§ **COMPLETE THE FOLLOWING**:
• A. From the article on early moving pictures in Quincy, list every Quincy theater it names.
• B. Carry the article on early moving pictures in Quincy further, picking up after its final sentence.

§ **EXTRACTED TEXT**:
□ □ □ □ □

Published May 9, 2021
By Joseph Newkirk
Thomas
Edison believed his invention in 1888 of a motion picture camera and seven
years later a “kinetograph,” which projected these pictures onto a surface,
novelties without practical uses. Soon, though, “moving pictures” dazzled
people around the world by presenting a dynamic way to view images.
In
December 1896, the Empire Theater on 8th and Maine Streets in
Quincy—a venue for live theater, vaudeville, and burlesque performances since
soon after the Civil War—showed a brief moving picture of German soldiers
galloping on horses and brandishing sabers. “Movies,” as they were later
called, consisted
simply of recorded images like these rather than those crafted into coherent
stories.
The
Orpheum and Bijou Theaters in Quincy offered moving pictures as a side
attraction to live productions, but as technology developed “Nickelodeons” created
a sensation. Several of these small theaters started business in town, and
their weekly attendance rose to an estimated eight to nine thousand. Trick
photography pictures proved the most popular, followed by comedy and westerns.
Before long, moving pictures started competing with other forms of
entertainment, and their lower prices and flexible show times heightened
appeal.
For
use by a single viewer, engineers redesigned kinetographs into kinetoscopes,
colloquially called “peep shows,” and they sprang up across Quincy and
increased exposure to this new medium. Peep shows could be found in businesses,
lodges, and even the Adams County Courthouse.
Hailed
as the first moving picture to have a story line, “The Great Train Robbery”
mesmerized audiences in Quincy and around the world. Here and elsewhere, people
not used to illusions of reality screamed and ducked for cover when the train
appeared to rush headlong off the screen and into the theater. “Uncle Tom’s
Cabin,” for over two decades one of the most popular local live theater
productions, premiered here as a film in 1904 and received rave reviews.
Although
considered “silent,” early moving pictures had live piano or organ and
sometimes singing accompaniment. This would change in 1926 when Lee DeForest
invented a technique to splice sound directly onto film, ushering in the era of
“talkies.” As early as 1909, though, Quincy’s Bijou Theater advertised “Talking
Pictures” made from playing film on one reel and recorded sound on another and
attempting to synchronize them.

□ □ □ □ □

§ **DATASET**:

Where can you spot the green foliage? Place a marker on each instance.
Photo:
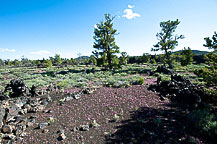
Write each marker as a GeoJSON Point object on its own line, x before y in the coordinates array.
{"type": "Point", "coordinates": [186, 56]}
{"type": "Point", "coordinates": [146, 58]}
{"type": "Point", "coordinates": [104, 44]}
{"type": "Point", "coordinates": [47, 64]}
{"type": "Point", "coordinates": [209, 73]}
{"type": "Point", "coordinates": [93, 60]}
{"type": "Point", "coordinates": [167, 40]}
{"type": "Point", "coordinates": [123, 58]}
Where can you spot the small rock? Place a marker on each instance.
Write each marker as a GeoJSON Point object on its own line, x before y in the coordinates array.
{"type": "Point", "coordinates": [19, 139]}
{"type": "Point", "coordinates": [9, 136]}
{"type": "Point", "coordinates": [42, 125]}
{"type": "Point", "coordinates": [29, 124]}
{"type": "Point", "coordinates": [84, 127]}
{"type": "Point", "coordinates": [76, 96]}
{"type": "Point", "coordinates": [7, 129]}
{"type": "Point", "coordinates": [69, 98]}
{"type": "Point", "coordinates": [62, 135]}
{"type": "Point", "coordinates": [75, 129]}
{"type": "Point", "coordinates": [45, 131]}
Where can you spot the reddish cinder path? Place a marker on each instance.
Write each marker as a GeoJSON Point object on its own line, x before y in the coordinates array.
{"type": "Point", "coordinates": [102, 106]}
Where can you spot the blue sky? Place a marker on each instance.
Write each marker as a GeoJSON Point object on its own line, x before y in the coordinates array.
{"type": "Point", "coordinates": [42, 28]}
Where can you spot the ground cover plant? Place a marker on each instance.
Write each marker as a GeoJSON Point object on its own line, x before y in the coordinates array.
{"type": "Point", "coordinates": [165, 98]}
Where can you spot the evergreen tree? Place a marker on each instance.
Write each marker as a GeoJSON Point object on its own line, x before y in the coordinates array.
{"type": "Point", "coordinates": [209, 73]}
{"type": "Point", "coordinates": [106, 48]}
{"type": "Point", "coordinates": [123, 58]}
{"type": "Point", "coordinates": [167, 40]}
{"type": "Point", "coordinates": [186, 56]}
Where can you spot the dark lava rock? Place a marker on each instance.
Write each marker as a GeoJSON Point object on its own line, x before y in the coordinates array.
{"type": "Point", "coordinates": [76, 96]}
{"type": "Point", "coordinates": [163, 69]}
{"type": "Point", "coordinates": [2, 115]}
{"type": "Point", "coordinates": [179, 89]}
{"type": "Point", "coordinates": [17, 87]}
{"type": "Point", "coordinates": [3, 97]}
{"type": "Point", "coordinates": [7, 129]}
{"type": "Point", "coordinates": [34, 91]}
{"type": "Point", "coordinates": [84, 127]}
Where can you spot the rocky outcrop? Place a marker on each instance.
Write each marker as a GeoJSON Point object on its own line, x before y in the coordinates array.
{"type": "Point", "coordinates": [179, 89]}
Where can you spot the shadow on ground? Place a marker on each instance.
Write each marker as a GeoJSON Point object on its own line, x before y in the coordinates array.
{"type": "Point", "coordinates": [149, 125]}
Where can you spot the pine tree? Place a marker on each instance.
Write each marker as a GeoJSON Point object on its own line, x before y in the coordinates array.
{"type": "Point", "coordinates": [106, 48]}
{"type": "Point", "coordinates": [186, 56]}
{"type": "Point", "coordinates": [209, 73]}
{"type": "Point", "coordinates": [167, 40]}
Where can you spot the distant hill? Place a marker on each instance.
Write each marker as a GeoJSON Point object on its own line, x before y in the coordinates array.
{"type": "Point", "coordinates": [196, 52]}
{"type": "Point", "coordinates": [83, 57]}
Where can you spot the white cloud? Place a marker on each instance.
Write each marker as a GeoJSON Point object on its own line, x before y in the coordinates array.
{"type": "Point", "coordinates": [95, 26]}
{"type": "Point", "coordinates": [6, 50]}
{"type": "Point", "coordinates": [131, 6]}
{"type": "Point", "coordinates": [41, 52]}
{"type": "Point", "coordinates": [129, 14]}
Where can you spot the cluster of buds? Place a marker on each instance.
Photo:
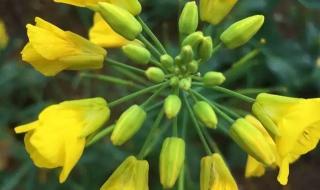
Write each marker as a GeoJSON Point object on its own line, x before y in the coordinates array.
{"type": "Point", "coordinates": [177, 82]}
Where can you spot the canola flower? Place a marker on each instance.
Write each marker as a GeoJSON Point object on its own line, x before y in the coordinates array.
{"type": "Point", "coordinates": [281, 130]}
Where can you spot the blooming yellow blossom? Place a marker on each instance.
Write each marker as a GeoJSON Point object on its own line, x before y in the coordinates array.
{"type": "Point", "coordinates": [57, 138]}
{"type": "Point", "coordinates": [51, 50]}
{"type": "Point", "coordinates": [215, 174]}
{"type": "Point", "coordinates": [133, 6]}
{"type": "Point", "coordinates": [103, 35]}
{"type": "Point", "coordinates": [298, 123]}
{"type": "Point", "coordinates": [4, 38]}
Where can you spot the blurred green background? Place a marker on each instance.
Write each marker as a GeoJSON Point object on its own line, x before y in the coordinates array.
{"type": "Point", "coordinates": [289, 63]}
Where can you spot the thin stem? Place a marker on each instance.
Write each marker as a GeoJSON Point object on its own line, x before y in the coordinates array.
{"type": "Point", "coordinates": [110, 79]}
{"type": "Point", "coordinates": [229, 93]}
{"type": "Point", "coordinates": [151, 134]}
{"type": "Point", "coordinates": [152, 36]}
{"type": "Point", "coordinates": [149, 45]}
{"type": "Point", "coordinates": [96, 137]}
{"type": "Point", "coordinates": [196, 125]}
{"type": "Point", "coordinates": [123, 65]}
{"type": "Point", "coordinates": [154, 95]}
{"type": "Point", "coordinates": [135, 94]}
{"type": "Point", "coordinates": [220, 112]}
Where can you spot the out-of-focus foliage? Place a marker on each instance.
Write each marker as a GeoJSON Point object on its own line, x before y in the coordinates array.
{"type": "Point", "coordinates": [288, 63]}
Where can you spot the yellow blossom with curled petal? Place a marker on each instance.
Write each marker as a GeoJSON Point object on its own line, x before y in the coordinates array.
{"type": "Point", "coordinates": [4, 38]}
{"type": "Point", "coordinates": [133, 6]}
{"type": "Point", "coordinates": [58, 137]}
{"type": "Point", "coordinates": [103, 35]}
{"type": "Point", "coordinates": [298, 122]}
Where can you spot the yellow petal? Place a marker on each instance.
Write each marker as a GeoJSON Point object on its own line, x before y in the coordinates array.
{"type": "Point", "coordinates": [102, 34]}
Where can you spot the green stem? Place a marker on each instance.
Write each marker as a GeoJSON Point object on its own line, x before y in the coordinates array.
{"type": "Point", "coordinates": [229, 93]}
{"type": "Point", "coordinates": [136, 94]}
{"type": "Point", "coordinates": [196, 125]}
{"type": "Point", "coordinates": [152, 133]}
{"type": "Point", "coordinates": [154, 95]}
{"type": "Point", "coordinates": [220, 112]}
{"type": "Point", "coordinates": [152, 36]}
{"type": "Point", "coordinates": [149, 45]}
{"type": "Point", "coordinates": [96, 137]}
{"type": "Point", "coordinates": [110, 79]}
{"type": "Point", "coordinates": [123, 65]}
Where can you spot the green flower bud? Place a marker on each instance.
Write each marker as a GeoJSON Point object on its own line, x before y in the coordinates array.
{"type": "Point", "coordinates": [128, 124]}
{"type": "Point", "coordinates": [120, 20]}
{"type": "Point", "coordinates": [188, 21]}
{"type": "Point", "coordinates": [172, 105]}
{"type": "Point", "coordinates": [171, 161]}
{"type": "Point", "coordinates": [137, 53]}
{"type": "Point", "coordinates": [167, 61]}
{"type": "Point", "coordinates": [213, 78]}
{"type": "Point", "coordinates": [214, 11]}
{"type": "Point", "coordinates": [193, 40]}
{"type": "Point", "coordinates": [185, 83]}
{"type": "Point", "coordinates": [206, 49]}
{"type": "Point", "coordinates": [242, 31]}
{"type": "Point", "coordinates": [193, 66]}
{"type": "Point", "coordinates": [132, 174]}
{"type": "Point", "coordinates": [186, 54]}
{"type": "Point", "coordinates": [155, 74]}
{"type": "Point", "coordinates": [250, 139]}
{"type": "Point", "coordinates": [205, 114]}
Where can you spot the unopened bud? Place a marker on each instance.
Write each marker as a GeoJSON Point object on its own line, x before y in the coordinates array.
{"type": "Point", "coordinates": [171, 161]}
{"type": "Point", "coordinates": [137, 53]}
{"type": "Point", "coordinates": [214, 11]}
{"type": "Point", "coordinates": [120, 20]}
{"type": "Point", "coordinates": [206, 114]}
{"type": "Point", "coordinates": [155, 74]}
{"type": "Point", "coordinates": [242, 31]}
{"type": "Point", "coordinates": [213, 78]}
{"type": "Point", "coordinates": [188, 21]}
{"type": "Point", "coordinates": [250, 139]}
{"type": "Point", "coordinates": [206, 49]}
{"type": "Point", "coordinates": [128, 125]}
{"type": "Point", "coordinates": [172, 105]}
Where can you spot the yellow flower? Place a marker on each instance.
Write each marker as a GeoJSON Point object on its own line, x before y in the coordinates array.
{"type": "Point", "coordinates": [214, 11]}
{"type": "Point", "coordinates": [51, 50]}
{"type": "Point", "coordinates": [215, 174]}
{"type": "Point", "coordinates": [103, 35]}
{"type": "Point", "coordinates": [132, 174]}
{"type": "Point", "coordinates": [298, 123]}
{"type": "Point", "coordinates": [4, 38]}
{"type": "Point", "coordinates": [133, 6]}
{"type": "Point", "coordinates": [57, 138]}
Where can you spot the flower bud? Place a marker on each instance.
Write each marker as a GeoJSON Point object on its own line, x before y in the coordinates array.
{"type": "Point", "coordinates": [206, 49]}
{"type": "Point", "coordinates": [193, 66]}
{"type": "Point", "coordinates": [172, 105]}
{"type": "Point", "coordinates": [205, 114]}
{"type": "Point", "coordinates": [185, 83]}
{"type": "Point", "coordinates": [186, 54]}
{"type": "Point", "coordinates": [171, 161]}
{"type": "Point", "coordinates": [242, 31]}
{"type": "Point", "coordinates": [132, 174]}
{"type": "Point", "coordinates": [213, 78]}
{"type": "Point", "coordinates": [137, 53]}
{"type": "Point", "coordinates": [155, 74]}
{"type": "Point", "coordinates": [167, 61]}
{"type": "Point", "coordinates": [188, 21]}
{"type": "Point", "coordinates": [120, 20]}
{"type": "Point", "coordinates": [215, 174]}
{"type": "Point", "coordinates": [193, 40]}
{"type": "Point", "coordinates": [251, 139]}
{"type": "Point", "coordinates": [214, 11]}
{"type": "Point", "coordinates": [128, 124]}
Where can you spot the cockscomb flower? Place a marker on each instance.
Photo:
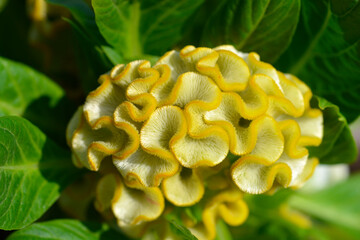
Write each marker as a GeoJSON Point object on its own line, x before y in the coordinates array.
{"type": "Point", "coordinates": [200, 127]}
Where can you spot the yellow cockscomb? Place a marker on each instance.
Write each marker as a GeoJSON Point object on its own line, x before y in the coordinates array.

□ □ □ □ □

§ **RESPONSES BY TASK**:
• A. Empire Theater, Orpheum Theater, Bijou Theater

• B.
Many
municipalities-imposed age limits on attendance to moving pictures, but Quincy
did not. Local burlesque shows—with children often in the crowd—had been
popular since the 1870s and usually featured scantily-clad women on stage.
While burlesque (and minstrel) did not arouse public indignation, moving picture
portrayal of showgirls in “Ziegfeld Follies” provoked outcries of “immorality”
and “sinfulness” from some community members. A Censor Board of Pictures with the mission of
“securing for Quincy the cleanest of pictures” formed and existed for a few
years, but without policing power did little to limit the offering of shows.
Educators
remained divided about the instructive versus corrupting value of moving
pictures. Some saw them as good teaching tools which provided images that had
before only been visualized. Others argued that they fostered “lazy pupils,”
like those who read comic books instead of their texts. The Quincy Daily Herald
serialized an abridged version of Alexandre Dumas’ novel “The Three Musketeers”
for its young readers and asked them to “read the story, see the picture.”
Churches
were equally divided. Evangelists like Rev. E. A. Lacour of Quincy’s Kentucky
Street Methodist Episcopal Church railed against the “theater habit” and
compared it to the evils of dancing, tobacco, and liquor. The Christian Endeavor
Union proposed a state-wide ban on “demoralizing” scenes ranging from
elopements to robberies to prize fights and kissing or “spooning” by anyone but
relatives or married couples.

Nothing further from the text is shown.